[Region pointing data]

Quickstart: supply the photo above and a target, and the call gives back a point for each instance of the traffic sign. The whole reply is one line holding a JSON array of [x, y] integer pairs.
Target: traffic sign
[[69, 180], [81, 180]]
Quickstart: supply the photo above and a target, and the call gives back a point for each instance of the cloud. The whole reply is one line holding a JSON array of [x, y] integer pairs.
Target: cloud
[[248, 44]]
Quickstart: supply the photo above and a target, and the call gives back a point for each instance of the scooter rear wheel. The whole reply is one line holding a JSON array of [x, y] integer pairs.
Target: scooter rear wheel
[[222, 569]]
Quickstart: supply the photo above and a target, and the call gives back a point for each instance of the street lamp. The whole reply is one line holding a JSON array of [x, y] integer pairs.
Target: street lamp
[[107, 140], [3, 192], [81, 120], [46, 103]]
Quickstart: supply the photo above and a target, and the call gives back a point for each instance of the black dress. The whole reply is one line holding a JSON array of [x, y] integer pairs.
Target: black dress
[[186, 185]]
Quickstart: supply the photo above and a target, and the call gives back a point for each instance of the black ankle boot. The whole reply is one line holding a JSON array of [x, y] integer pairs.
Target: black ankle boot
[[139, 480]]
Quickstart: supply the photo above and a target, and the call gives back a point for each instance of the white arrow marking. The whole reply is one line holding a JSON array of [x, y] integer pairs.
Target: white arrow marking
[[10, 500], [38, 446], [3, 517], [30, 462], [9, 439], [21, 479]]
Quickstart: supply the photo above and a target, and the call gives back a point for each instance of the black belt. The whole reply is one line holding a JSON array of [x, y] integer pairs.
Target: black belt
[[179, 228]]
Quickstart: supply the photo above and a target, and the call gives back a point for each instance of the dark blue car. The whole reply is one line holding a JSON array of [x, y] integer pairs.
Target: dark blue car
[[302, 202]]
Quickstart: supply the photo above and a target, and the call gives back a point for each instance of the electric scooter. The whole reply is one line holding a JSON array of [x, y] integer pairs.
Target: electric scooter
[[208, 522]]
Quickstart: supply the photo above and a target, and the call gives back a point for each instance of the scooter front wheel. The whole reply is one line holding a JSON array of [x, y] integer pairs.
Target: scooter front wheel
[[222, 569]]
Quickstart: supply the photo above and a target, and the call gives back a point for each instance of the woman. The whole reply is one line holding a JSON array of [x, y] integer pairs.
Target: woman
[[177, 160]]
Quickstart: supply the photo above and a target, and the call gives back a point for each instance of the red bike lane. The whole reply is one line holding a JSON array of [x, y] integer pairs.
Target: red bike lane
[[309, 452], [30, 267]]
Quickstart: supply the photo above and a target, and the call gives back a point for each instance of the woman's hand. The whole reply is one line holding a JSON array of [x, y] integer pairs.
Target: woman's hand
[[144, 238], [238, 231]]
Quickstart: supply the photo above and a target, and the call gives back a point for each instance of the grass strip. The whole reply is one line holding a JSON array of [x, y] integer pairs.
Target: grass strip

Task prompt: Nothing should be left out. Reproduce all the entries precisely.

Answer to this problem:
Quickstart: supply the photo above and a target, and the call gives back a point for each instance of the traffic sign. The whole reply is one line holding a JSON array of [x, y] integer pairs.
Target: traffic sign
[[69, 180], [81, 180]]
Quickstart: supply the photo above and a target, and the call gives back a point for each instance of the cloud. The whole reply is one line holding a JSON array of [x, y] integer pairs.
Target: cloud
[[248, 44]]
Quickstart: supply the photo above and a target, and the call gives back a point for each instance of the scooter rear wheel. The whole reply is one line holding a JSON array of [x, y] integer pairs.
Target: scooter rear wheel
[[222, 569]]
Quickstart: supply the photo above and a target, and the call gives back a point for each instance of the street lamp. The whole reply is one line holding a JSON array of [x, y] integer pairs.
Target: street lamp
[[107, 140], [3, 192], [81, 120], [46, 103]]
Quickstart: supply the photo above and a target, and the call gives back a point for each instance of the black dress. The whole reply is one line holding a JSON array of [x, y] integer pairs.
Target: black dress
[[186, 185]]
Quickstart: supply the photo above and a target, and the call gives back a point for each instance of the black ankle boot. The whole reply is one line holding a JSON array of [x, y] integer pairs.
Target: black ankle boot
[[139, 480]]
Quickstart: supply the photo above and a target, and the call gives back a point for each instance of the white arrow marking. The whole reply is one line holding a JSON array of [x, y] integer pairs.
Target: white arrow marking
[[10, 500], [38, 446], [3, 517], [30, 462], [9, 439], [21, 479]]
Quickstart: supply the photo above and a target, and the call gives back a point for each instance of the black belt. The whole reply is one line holding a JSON array of [x, y] integer pairs.
Target: black belt
[[179, 228]]
Quickstart: supply the photo above and a target, and the call gives back a point for each instance of the dark blue car. The whole reply is one line holding a JSON array of [x, y] integer pairs.
Target: dark blue car
[[302, 202]]
Quickstart: supply the photo above and a target, and the call gives back a point for each instance of the electric scooter. The whole reply is one line holding a JSON array of [x, y] integer pairs.
Target: electric scooter
[[208, 522]]
Quickstart: supply the photo above and a target, and the call gives back a point for each instance of the scooter front wheel. The whole reply is one line holding a JSON array of [x, y] integer pairs.
Target: scooter front wheel
[[222, 569]]
Quickstart: supply the photo above and a target, and the call gives back a point for each instance of the woman. The whole reply is one line holding a JSON array of [x, y] integer pairs.
Target: woman
[[177, 160]]
Quickstart: supply the photo above and a target, and the call gives back a point for each instance of the red bike lane. The whole reply is one line holding a JSON array of [x, y] integer pairs.
Target: red bike lane
[[309, 452], [30, 267]]
Quickstart: supply the photo above and a target, and the call gives back a point for each instance of the woman's hand. The whole reply is one line holding a JSON array of [x, y] integer pairs.
Target: woman's hand
[[144, 238], [238, 231]]
Quickstart: supply the photo above and a target, and the call gives back a point for each instance of the grass strip. The whole reply is one line holding a JSON array of [x, y] integer pairs.
Target: grass strip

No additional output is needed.